### Study text:
--- --- ---

The evolution of printed chips. The first chips used had a few hundred spots i.e. genes. With time chip densities have increased dramatically, reaching today over 2Mspots on a single slide


Since their advent, microarrays have been used to discover differences between biological samples. For example, on the level of gene expression, a sample is compared to a reference, in order to discover differences in the gene expression profile. Similarly, microarrays have been used for the detection of polymorphisms. During the past few years, microarray technologies have attracted a major deal of interest from the scientific community due to their potential in screening thousands of factors simultaneously.

Microarrays consist of glass slides or membranes printed with oligonucleotides or cDNA fragments. Later on this chapter we will describe the dynamics of microarray hybridization, since this plays an important role in the analysis and evaluation of microarray data. Based on this property and the progress of high fidelity robotic technologies, microarrays have proven extremely valuable for the detection of literally, tens of thousands of targets within one experiment. For this reason alone, this particular method has found applications in many areas of life sciences, including forensics.

--- --- ---

Natural-language object grounding data:
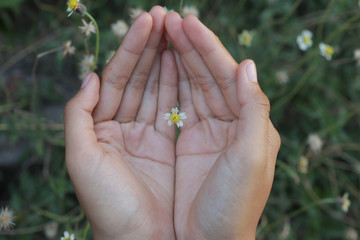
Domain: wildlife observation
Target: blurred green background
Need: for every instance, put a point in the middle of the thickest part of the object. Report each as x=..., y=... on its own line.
x=309, y=95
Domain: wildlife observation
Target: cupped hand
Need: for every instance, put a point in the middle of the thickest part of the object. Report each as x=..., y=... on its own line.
x=120, y=153
x=226, y=151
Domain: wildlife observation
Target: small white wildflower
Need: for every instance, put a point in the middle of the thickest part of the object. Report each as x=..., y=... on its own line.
x=326, y=51
x=357, y=56
x=245, y=38
x=168, y=10
x=351, y=234
x=50, y=230
x=345, y=202
x=85, y=65
x=73, y=5
x=304, y=40
x=282, y=77
x=315, y=142
x=87, y=28
x=7, y=218
x=303, y=164
x=135, y=12
x=119, y=28
x=187, y=10
x=109, y=56
x=68, y=49
x=67, y=236
x=175, y=117
x=284, y=234
x=357, y=168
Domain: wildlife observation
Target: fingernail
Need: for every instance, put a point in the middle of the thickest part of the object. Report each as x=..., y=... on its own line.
x=86, y=80
x=251, y=71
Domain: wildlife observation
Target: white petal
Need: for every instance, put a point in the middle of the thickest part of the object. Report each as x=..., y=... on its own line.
x=322, y=47
x=182, y=115
x=167, y=116
x=174, y=110
x=180, y=123
x=307, y=33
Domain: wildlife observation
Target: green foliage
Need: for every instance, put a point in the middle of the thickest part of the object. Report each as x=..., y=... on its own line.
x=10, y=3
x=319, y=96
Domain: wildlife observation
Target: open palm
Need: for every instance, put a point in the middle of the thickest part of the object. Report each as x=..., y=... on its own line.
x=121, y=154
x=226, y=151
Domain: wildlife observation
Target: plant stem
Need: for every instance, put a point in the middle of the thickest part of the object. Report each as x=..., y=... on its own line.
x=97, y=40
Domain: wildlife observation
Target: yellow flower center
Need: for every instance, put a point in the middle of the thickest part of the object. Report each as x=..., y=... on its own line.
x=329, y=50
x=307, y=39
x=72, y=4
x=5, y=218
x=246, y=39
x=174, y=117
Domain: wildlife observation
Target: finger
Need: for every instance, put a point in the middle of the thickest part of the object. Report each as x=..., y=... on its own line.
x=274, y=142
x=173, y=24
x=80, y=138
x=119, y=69
x=218, y=60
x=148, y=107
x=168, y=91
x=251, y=139
x=134, y=90
x=185, y=95
x=197, y=69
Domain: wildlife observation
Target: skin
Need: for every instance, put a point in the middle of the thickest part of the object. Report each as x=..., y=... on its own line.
x=121, y=155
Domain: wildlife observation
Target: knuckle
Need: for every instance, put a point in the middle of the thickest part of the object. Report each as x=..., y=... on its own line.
x=117, y=82
x=263, y=101
x=138, y=80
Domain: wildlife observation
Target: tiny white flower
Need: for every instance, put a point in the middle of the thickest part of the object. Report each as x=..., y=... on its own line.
x=303, y=165
x=67, y=236
x=357, y=56
x=68, y=49
x=87, y=28
x=351, y=234
x=73, y=5
x=315, y=142
x=135, y=12
x=187, y=10
x=304, y=40
x=326, y=51
x=85, y=65
x=245, y=38
x=119, y=28
x=7, y=218
x=50, y=230
x=282, y=77
x=345, y=202
x=109, y=56
x=168, y=10
x=175, y=117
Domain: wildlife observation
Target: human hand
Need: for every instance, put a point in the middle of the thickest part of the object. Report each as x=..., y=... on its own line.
x=120, y=155
x=227, y=149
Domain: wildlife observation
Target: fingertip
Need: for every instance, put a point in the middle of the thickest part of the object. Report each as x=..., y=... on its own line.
x=158, y=10
x=158, y=15
x=145, y=19
x=190, y=20
x=168, y=62
x=172, y=20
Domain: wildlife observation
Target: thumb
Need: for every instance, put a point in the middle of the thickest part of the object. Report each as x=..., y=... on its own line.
x=252, y=130
x=80, y=137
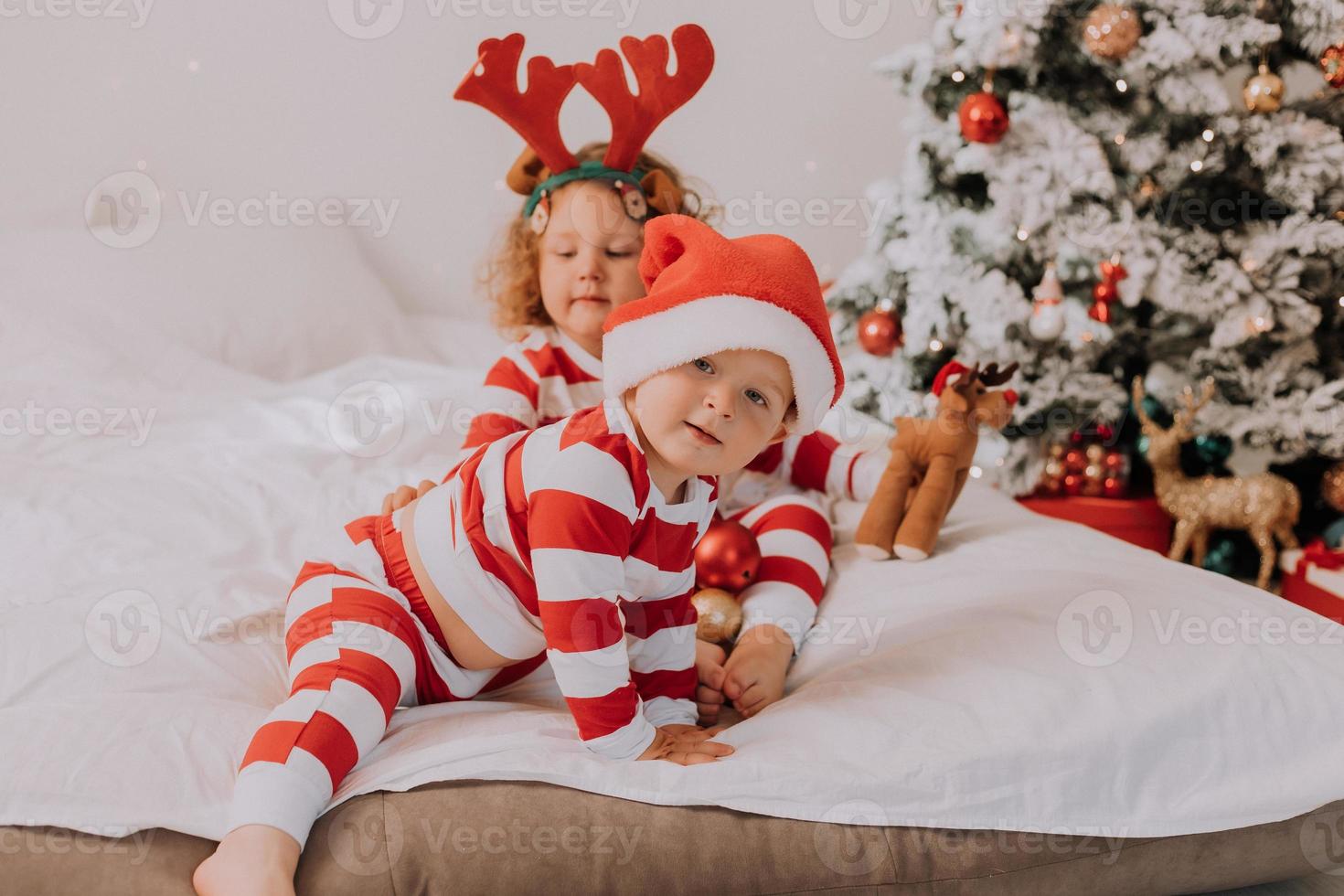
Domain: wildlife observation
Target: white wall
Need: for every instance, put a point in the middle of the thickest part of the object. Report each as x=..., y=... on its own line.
x=251, y=98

--- --- ---

### Check your understanding:
- 1) According to the microarray text, what are microarrays made of?
- 2) Summarize the microarray text in two sentences.
- 3) Carry the microarray text forward from its final sentence.

### Answers by item number:
- 1) Glass slides or membranes printed with oligonucleotides or cDNA fragments.

- 2) Microarrays are glass slides or membranes printed with oligonucleotides or cDNA fragments. Chip densities have grown from a few hundred spots to over 2M spots on a single slide, and microarrays have been used to find differences between biological samples, such as in gene expression profiles and polymorphisms, detecting tens of thousands of targets in one experiment in areas of the life sciences that include forensics.

- 3)
In time, microarrays expanded to various types of high-throughput experimentations. Examples of these include methylation studies, SNP (Single Nucleotide Polymorphism) detection, CGH (Comparative Genomic Hybridization) microarrays and CHIP-chip (Chromatin Immunoprecipitation Chip) microarrays. Microarray applications include experiments for comparing gene expressional profile of biological samples or detection of genetic polymorphisms in forensic samples. Furthermore, protein and tissue microarrays have been developed, but it is outside the scope of this chapter to deal with this topic.